[begin Material for the task]

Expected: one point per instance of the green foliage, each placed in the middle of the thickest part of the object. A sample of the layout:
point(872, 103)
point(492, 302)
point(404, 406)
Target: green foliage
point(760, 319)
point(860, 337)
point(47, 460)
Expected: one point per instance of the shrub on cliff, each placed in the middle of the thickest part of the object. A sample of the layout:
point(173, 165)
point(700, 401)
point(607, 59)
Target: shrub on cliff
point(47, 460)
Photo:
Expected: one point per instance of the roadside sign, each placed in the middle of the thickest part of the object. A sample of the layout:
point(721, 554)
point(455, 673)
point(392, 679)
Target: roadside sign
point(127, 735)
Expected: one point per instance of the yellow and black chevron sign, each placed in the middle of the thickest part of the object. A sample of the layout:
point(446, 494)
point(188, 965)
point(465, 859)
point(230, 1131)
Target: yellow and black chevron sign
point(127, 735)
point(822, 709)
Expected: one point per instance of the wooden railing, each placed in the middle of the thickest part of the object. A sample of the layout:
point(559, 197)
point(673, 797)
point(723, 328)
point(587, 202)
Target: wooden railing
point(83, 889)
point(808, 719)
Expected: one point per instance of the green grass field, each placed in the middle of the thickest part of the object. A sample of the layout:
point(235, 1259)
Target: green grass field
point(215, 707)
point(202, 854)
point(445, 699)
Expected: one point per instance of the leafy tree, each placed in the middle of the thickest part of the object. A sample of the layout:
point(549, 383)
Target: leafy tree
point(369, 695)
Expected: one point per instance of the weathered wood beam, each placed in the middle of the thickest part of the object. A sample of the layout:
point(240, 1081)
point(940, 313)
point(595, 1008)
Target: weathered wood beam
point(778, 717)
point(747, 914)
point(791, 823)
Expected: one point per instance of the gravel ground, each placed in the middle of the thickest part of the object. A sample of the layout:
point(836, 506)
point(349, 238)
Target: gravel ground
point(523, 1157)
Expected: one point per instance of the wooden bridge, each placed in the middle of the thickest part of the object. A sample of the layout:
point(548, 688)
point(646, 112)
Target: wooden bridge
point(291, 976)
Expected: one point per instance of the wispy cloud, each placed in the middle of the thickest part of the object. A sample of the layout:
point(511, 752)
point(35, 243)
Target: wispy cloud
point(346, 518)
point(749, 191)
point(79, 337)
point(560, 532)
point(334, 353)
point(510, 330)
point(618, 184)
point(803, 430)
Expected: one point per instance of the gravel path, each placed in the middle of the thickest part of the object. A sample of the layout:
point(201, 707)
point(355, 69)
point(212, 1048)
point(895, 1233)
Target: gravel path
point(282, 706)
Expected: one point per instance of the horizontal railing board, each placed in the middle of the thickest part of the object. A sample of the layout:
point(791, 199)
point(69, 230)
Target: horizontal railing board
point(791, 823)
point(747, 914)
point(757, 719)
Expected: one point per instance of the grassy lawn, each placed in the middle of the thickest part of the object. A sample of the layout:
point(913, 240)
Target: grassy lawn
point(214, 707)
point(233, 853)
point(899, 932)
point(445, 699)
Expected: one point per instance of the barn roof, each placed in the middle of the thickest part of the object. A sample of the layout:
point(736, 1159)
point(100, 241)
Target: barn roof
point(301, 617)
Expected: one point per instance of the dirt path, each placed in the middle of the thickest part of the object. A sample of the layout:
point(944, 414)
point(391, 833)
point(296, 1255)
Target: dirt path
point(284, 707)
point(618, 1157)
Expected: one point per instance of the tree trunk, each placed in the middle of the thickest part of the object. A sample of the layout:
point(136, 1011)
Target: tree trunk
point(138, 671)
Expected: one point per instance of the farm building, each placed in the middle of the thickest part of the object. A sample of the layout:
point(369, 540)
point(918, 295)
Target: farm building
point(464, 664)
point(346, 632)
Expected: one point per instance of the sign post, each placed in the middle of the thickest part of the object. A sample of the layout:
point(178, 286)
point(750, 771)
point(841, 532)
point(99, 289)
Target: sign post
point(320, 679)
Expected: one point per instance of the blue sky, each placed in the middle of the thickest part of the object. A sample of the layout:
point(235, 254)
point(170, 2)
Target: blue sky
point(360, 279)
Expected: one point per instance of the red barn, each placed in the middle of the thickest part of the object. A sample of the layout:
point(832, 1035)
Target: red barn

[end Material for the task]

§ What to produce
Rewrite every item above, replacing each "thickest part" with "widest part" and leaving all other text unchanged.

§ Finished answer
Expected: one point per instance of the green foliage, each placed in the middle of the widest part of the object. A sample of the layout:
point(872, 103)
point(492, 302)
point(404, 406)
Target: green foliage
point(760, 319)
point(860, 337)
point(47, 460)
Expected: one point per instance of the shrub on cliff, each placed in the middle of the widest part of the object. A sample of the layout:
point(173, 165)
point(700, 401)
point(607, 59)
Target: shrub on cliff
point(47, 460)
Photo:
Expected: one point per instance of the roadside sign, each placed in the middle of the widest part of the object. A sample of the layout:
point(721, 554)
point(455, 673)
point(392, 679)
Target: roadside sign
point(127, 735)
Expected: one point per instance of the yellow and black chevron sign, each placed in the middle of the widest part of the object. A sample of the layout:
point(446, 494)
point(188, 965)
point(465, 859)
point(230, 1131)
Target: yellow and black chevron sign
point(127, 735)
point(822, 709)
Expected: one point per instance of the wooden railing, each placed in the middle of the widest part of the object. A sample of the layout:
point(559, 197)
point(673, 797)
point(723, 328)
point(587, 202)
Target: wooden railing
point(83, 889)
point(808, 719)
Expected: one point per instance of the green grass field, each placed in the middle of the widest part of the object. A sample of the layout:
point(235, 1259)
Target: green grass field
point(215, 707)
point(202, 854)
point(445, 699)
Expected: one point per instance of the leafy tree, each placed in the middle of the widest part of the object. A sample of the layout:
point(549, 383)
Target: leafy tree
point(369, 695)
Expected: one point per instance of the weathered wood beam, each placed in the middle of the widest part of the object. A sample of the layout:
point(240, 1081)
point(940, 313)
point(595, 1008)
Target: weathered wood beam
point(778, 717)
point(747, 914)
point(791, 823)
Expected: one point per instance of the gravel ground, each placed in the middle of the widest part of the object. A sample of the layout:
point(836, 506)
point(349, 238)
Target: gravel ground
point(523, 1157)
Expected: one point per instance of the wooden bridge, each placed in the middle of the widest part of the object. A sample of the layout:
point(548, 688)
point(646, 112)
Target: wooden bridge
point(291, 976)
Expected: one point per instance of the wispy cloud, each placed in the middle of the widest part of the object. A sample of the layout:
point(511, 752)
point(35, 243)
Target: wispy cloud
point(346, 518)
point(749, 191)
point(79, 337)
point(560, 532)
point(334, 353)
point(510, 330)
point(618, 184)
point(803, 430)
Expected: one point per instance of the gravel path, each placed in the middle of the widest part of the object. A sample of the layout:
point(201, 707)
point(355, 69)
point(212, 1048)
point(895, 1233)
Target: gravel path
point(282, 706)
Expected: one point per instance of the horizontal railing board, each placed in the middle of the widest part of the object. A sample of the layout:
point(791, 199)
point(69, 230)
Target: horizontal railing board
point(791, 823)
point(747, 914)
point(757, 719)
Expected: one point per instance of the grassy lawn, each placed in the middle of the widest part of the object. A sample of the layout:
point(913, 240)
Target: grassy lawn
point(214, 707)
point(233, 853)
point(899, 932)
point(445, 699)
Expected: one point per instance of the barn roof, each placed in the middle of the widest part of the object. A sample of the layout:
point(736, 1159)
point(100, 241)
Target: barn roof
point(301, 617)
Expected: one point per instance of the dirt path, each placed in the middle of the widest part of the object. A sample of the layout:
point(944, 414)
point(391, 833)
point(296, 1255)
Target: dirt path
point(284, 707)
point(618, 1157)
Expected: one point per instance of the tree trunk, each placed in the middle of the widest part of the object. A sample of the layout:
point(136, 1011)
Target: tree trunk
point(138, 671)
Expected: one point per instance of the farm building, each placed in the middle of the widest part of the object. A sample of the layout:
point(369, 540)
point(918, 295)
Target: farm building
point(464, 664)
point(346, 632)
Expected: one point per instance of the sign post, each placed in the middle of the widest part of the object. A sample of the layout:
point(178, 286)
point(750, 771)
point(841, 532)
point(99, 289)
Target: sign post
point(320, 679)
Expected: one point per instance of the blue sky, each placed in the middle of the widest part of the object. A sample of the layout:
point(235, 254)
point(170, 2)
Target: blue sky
point(360, 279)
Expected: one point per instance of the red barn, each placed in the middle of the widest part of the object. A sample of the layout:
point(832, 1035)
Target: red barn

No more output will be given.